In a CBS News interview before her firing, Marrazzo described the period as “one of the hardest periods of my career,” saying she and her colleagues “felt like we were sort of a voice in the wilderness.” She specifically mentioned disputes about the importance of childhood flu vaccines and noted that she had advocated for a universal flu vaccine covering both seasonal and avian flu.
Marrazzo wasn’t the only NIH institute director dismissed. Three others were fired on the same day: Dr. Eliseo Pérez-Stable (National Institute on Minority Health and Health Disparities), Dr. Diana Bianchi (National Institute of Child Health and Human Development), and Shannon Zenk (National Institute of Nursing Research). These scientists also had NIH research labs, putting the future of their studies in question.
The firings represent part of a broader pattern affecting scientific leadership at federal health agencies. In June, Kennedy removed all 17 members of the CDC’s vaccine practices advisory committee and appointed new members. This reconstituted panel subsequently voted to split the measles, mumps, rubella, and varicella vaccinations into separate shots for children under four.
Before her firing, Marrazzo had been informed in March 2025 that she would be transferred to the Indian Health Service, a move her attorney characterized as a “retaliatory transfer” that never materialized.
+--
ACTION ITEM A → Retype the passage on the NIH firings starting at "The firings represent" and ending at "that never materialized.".
ACTION ITEM B →
Answer these questions from the passage on the NIH firings:
(i) How many members of the CDC's vaccine practices advisory committee did Kennedy remove in June?
(ii) To which agency was Marrazzo told in March 2025 that she would be transferred?
(iii) Which institute did Dr. Diana Bianchi lead?
ACTION ITEM C → Proceed with the passage on the NIH firings, writing on from its last sentence.

(Stored data entries)
+--
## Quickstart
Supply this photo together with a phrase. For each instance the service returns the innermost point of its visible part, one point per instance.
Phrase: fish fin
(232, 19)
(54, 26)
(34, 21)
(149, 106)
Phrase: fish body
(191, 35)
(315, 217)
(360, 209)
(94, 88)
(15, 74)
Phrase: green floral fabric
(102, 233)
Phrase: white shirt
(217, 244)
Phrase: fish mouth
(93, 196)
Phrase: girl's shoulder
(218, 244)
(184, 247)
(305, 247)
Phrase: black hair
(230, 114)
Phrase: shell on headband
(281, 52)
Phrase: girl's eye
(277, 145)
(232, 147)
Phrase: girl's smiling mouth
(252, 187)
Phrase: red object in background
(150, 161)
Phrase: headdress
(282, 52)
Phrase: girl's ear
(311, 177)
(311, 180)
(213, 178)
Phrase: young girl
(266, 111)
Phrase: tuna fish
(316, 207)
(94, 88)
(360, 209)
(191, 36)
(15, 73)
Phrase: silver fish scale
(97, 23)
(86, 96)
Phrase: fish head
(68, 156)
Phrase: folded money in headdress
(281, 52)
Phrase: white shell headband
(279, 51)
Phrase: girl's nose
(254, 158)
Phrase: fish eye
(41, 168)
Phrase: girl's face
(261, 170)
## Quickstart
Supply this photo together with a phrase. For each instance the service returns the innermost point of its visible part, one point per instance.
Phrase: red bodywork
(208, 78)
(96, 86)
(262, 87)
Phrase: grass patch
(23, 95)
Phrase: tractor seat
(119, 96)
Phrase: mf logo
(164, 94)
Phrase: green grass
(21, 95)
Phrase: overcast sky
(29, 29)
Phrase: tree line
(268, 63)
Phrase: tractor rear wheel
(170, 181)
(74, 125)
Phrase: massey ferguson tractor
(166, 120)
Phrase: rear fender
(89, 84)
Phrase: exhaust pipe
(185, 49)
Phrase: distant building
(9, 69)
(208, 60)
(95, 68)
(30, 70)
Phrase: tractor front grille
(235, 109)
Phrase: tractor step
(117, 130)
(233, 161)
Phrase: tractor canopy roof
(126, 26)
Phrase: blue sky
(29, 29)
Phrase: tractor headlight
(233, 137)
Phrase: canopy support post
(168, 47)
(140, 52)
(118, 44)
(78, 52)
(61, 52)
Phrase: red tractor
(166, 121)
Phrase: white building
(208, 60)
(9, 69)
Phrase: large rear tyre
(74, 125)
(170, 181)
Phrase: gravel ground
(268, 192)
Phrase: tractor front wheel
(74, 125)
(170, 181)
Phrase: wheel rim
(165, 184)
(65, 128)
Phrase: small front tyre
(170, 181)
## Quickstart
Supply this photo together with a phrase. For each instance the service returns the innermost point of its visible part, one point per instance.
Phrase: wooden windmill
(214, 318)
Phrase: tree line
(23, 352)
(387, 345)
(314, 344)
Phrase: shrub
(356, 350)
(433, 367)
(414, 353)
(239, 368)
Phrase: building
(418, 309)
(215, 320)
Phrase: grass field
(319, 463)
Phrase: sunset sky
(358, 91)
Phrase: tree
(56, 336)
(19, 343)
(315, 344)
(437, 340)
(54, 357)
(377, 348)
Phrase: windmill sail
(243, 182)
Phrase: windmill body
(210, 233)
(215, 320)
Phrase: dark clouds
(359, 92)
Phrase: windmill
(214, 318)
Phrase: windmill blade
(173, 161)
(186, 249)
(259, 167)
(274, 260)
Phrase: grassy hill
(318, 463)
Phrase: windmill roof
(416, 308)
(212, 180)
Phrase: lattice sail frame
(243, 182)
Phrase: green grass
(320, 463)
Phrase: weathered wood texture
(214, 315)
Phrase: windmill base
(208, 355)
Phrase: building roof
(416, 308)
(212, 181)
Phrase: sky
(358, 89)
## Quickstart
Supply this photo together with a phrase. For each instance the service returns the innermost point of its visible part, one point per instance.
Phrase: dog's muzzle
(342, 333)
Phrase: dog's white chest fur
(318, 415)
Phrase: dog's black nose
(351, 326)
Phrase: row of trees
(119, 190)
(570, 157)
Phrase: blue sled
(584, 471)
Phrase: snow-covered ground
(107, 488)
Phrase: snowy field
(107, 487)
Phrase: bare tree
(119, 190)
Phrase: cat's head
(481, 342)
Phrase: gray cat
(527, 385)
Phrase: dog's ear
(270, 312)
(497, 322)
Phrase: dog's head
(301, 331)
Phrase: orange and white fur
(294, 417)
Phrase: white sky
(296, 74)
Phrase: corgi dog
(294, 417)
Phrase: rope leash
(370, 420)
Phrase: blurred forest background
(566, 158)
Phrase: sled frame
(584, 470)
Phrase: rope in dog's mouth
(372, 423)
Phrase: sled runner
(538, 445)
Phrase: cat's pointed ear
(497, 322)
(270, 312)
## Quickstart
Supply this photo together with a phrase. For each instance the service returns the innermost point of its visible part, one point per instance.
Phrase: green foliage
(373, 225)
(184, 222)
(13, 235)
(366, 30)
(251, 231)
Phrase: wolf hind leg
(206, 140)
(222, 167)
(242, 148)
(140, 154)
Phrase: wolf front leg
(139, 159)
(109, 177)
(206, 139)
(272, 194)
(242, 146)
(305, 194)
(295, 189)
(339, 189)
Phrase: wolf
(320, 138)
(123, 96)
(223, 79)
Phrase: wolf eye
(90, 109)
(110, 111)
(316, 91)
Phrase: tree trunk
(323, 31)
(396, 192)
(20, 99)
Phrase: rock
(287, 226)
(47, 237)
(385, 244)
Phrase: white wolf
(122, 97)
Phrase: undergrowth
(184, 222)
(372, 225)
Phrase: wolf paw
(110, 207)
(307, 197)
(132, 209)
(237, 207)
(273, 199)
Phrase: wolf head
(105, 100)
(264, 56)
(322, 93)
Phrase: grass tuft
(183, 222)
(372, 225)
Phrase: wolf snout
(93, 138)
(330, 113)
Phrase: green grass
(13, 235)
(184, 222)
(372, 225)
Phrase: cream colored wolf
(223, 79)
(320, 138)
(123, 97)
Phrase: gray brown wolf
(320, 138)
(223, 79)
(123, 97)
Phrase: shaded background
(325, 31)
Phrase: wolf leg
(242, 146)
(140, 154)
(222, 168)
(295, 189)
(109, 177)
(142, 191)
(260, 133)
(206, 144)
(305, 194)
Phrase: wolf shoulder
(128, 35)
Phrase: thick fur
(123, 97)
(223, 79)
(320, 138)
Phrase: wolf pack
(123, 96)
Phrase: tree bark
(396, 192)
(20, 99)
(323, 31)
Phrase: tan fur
+--
EXERCISE OUTPUT A →
The firings represent part of a broader pattern affecting scientific leadership at federal health agencies. In June, Kennedy removed all 17 members of the CDC’s vaccine practices advisory committee and appointed new members. This reconstituted panel subsequently voted to split the measles, mumps, rubella, and varicella vaccinations into separate shots for children under four.
Before her firing, Marrazzo had been informed in March 2025 that she would be transferred to the Indian Health Service, a move her attorney characterized as a “retaliatory transfer” that never materialized.

EXERCISE OUTPUT B →
(i) All 17 members.
(ii) The Indian Health Service.
(iii) The National Institute of Child Health and Human Development.

EXERCISE OUTPUT C →
Debra S. Katz, Marrazzo’s attorney, called the firing clear retaliation for “protected whistleblower activity.” However, recourse may be limited as President Trump fired the head of the independent Office of Special Counsel in February and installed his trade official Jamieson Greer as acting director.
The dismissals add to a growing list of government whistleblowers who have faced consequences after speaking up. Earlier reports noted that two civil rights lawyers at the Department of Housing and Urban Development were removed after speaking out about limitations to Fair Housing Act enforcement, and Charles Borges, the Social Security Administration’s former chief data officer, faced an “involuntary resignation” after filing a whistleblower complaint.